Leaving the pictures out, transcribe the records below exactly.

Saved data entries:
......

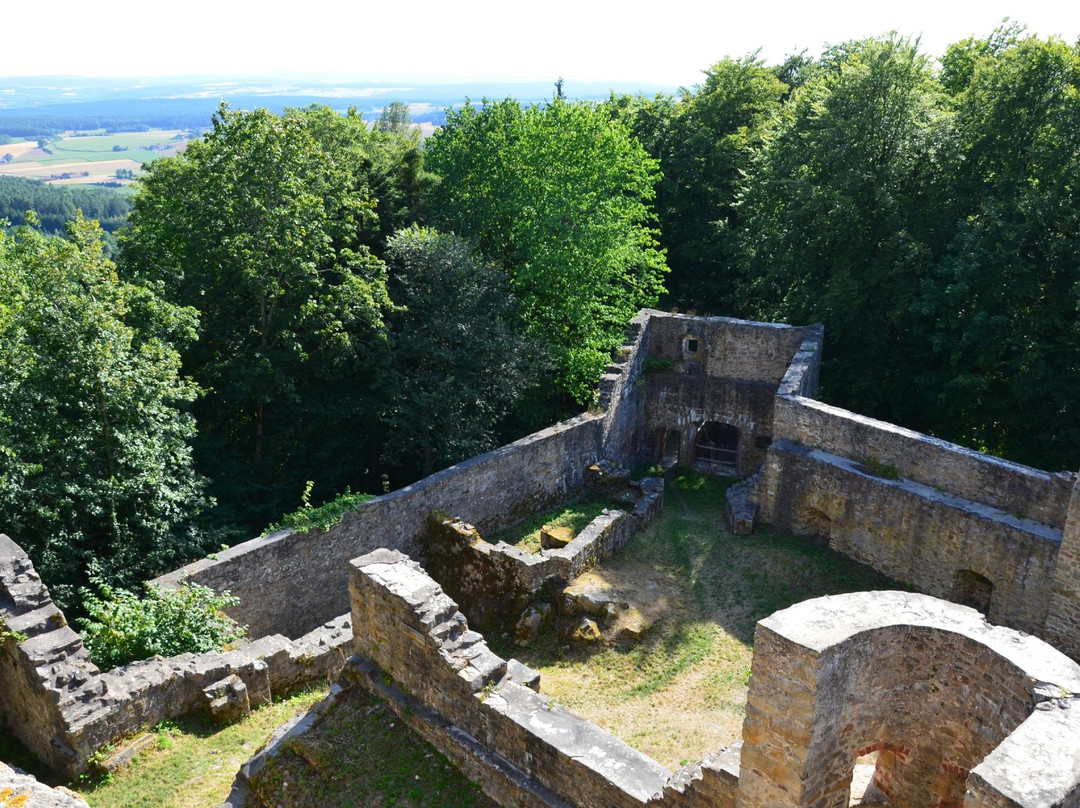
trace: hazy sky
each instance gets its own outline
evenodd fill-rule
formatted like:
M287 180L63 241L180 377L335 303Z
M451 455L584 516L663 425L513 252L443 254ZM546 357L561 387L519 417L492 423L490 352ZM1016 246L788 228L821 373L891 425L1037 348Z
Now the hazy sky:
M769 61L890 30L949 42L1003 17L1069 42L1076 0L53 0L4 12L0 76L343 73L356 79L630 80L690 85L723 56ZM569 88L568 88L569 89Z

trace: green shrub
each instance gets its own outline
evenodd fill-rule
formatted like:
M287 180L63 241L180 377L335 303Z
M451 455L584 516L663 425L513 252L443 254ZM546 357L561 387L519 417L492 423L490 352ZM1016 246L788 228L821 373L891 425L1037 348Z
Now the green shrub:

......

(ANSWER BOX):
trace: hazy sky
each instance gets its own outline
evenodd fill-rule
formatted like:
M287 180L63 241L180 377L335 303Z
M451 455L584 516L663 425L513 252L443 254ZM546 357L561 387L519 417L492 423L490 352ZM1016 246L788 228L821 373L891 425L1037 348Z
Now the hazy sky:
M769 61L890 30L949 42L1003 17L1069 42L1076 0L53 0L4 12L0 76L343 73L356 79L630 80L690 85L723 56ZM569 88L568 88L569 89Z

trace: green shrub
each instance gets its own outline
evenodd fill-rule
formatted like:
M287 180L63 241L180 377L335 303Z
M451 455L584 516L663 425L513 252L443 254ZM546 357L561 387L519 417L492 423L490 352ZM1016 246L788 228L821 373L891 425L1037 348Z
Now the green shrub:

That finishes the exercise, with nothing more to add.